* [Document text]:
|---|
This overwhelming majority (100%) of trained and very intelligent experts say "Nay-Nay" in the Great Lakes.
Furthermore, I have not seen a report from a well recognized private authority or expert supporting grass carp populations in the Great Lakes - have you?
As such I find I must continue to believe, and also trust my instincts, that perhaps sticking our arms in this "meat grinder" is not the wisest move.
But hey............ opinions vary.............
(Go Jays Go)
Cheers,
OldTimer
I don't want them here too.
Because they are not natural there.
I think that many local original native plants, trees, clams, crayfish, bees, turtles, and fish, and more have suffered, or are now endangered by non native "to the locale" species introduction.
But not just from other countrees and places, but from right here in Canada too.
My father says that it wasn't broke till we fixed it.
OldTimer, I'd be a lot more sympathetic to your point of view if the same government agencies surrounding the Great Lakes who are now condemning grass carp, weren't at the same time all smiles and laughter when it came to other exotics which they are very much in bed with.
|---|
* [Task description]:
Pick up the forum discussion about grass carp in the Great Lakes after its last sentence and continue it.
|---|
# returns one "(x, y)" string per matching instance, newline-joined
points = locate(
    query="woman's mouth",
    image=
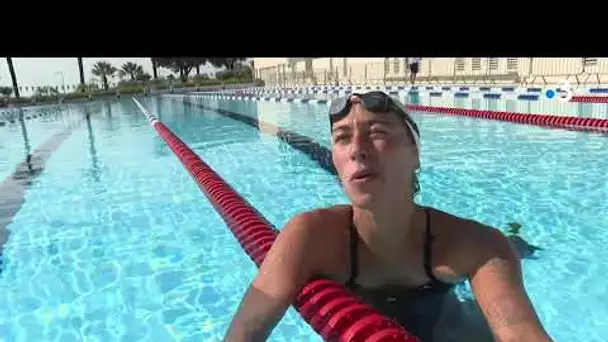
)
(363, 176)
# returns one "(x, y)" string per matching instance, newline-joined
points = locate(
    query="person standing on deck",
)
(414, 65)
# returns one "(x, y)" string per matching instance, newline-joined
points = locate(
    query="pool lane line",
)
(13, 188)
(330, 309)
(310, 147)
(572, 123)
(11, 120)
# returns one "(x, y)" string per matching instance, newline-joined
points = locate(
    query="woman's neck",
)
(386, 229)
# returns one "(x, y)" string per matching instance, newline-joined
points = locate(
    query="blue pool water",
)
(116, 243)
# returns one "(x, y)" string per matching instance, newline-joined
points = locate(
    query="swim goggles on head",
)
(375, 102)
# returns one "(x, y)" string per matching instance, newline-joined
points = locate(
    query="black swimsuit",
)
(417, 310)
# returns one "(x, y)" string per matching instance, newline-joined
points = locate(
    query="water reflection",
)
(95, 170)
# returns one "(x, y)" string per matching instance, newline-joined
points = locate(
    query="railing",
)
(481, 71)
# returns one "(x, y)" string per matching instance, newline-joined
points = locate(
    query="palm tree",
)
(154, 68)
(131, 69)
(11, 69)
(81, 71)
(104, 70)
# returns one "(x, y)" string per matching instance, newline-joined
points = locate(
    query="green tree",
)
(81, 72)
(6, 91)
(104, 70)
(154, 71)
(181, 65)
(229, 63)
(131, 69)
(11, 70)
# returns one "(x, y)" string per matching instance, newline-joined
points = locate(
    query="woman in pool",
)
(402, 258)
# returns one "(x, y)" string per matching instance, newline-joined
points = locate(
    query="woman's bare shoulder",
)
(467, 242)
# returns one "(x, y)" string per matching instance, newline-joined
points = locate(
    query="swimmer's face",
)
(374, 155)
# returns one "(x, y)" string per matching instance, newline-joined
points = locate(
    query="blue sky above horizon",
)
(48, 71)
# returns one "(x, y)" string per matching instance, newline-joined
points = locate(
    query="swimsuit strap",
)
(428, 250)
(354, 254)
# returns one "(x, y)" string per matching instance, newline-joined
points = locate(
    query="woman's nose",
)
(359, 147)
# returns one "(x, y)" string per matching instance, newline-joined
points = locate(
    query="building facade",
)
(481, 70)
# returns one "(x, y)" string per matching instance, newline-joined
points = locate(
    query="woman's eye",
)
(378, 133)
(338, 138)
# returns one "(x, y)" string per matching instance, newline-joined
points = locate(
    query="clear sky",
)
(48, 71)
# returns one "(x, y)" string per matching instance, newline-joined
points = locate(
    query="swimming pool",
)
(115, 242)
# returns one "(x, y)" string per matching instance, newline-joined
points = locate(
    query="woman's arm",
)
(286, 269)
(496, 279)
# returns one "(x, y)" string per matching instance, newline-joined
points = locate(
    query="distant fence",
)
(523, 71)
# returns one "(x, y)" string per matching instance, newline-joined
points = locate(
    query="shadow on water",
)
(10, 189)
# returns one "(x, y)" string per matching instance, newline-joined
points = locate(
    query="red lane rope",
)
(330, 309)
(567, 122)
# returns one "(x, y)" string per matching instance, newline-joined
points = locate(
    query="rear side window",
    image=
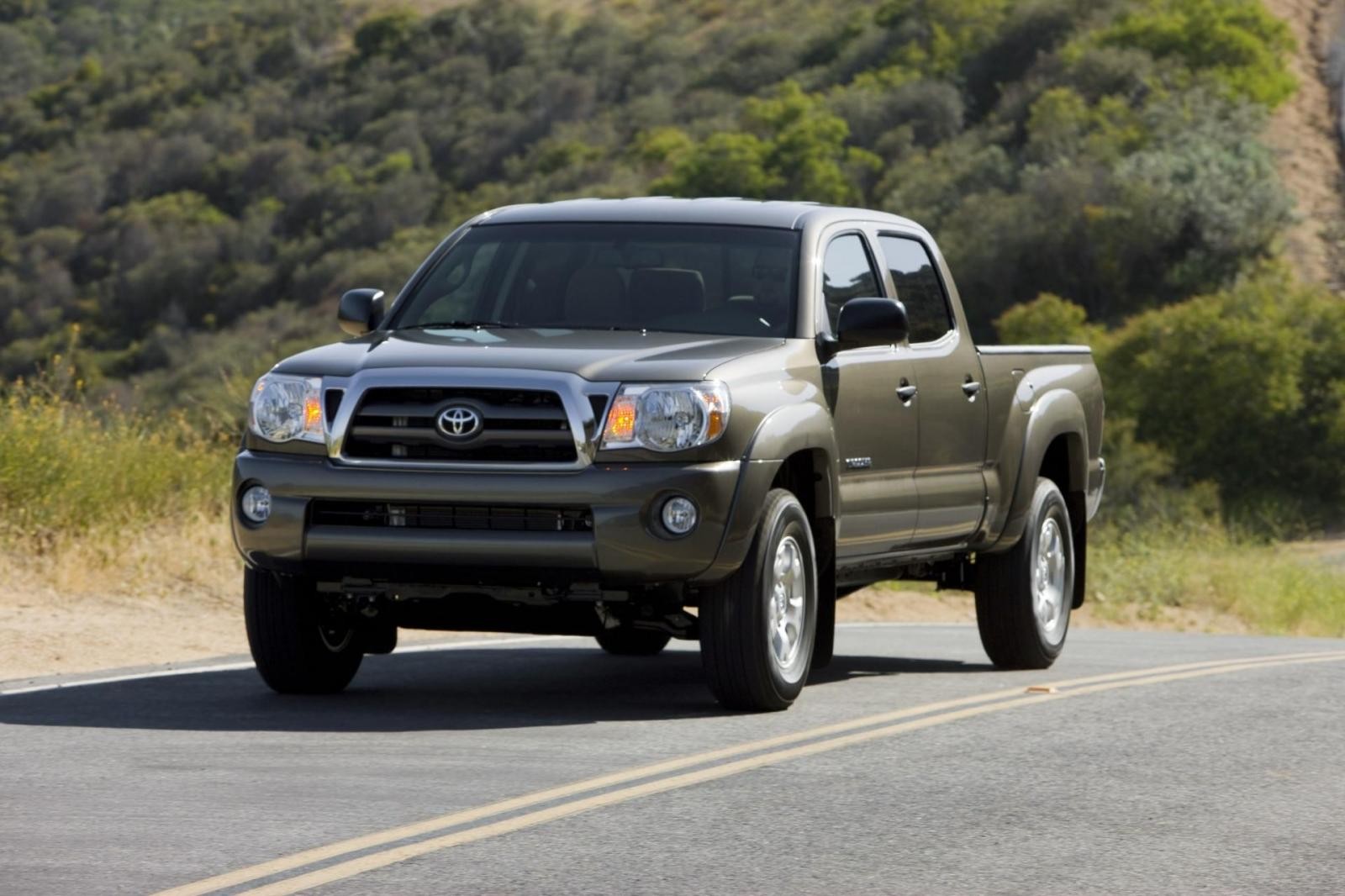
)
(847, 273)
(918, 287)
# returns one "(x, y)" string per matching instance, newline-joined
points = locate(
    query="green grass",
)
|---|
* [Answer to this exercise]:
How is a grass carp any less native from a brown trout?
Years and years of stocking coho and chinook salmon, brown and rainbow trout...all to the detriment of who? Native Atlantic Salmon and lake-run brook trout the size of phone books (a real lost treasure).
I'm not "promoting" grass carp in the Great Lakes. I'm saying that it's not all doom and gloom if they are here.
I'm sure the DFO will be all too happy to have another voiceless scapegoat to blame for their own incompetent mismanagement of fisheries. Don't you know the double-crested cormorant eats ALL the small fish and big fish starve and that's why there are so few big fish left...? It's not that industrial farming, dredging, draining and damming is changing the chemical composition of watersheds, it's the bloody cormorants..err...grass carp.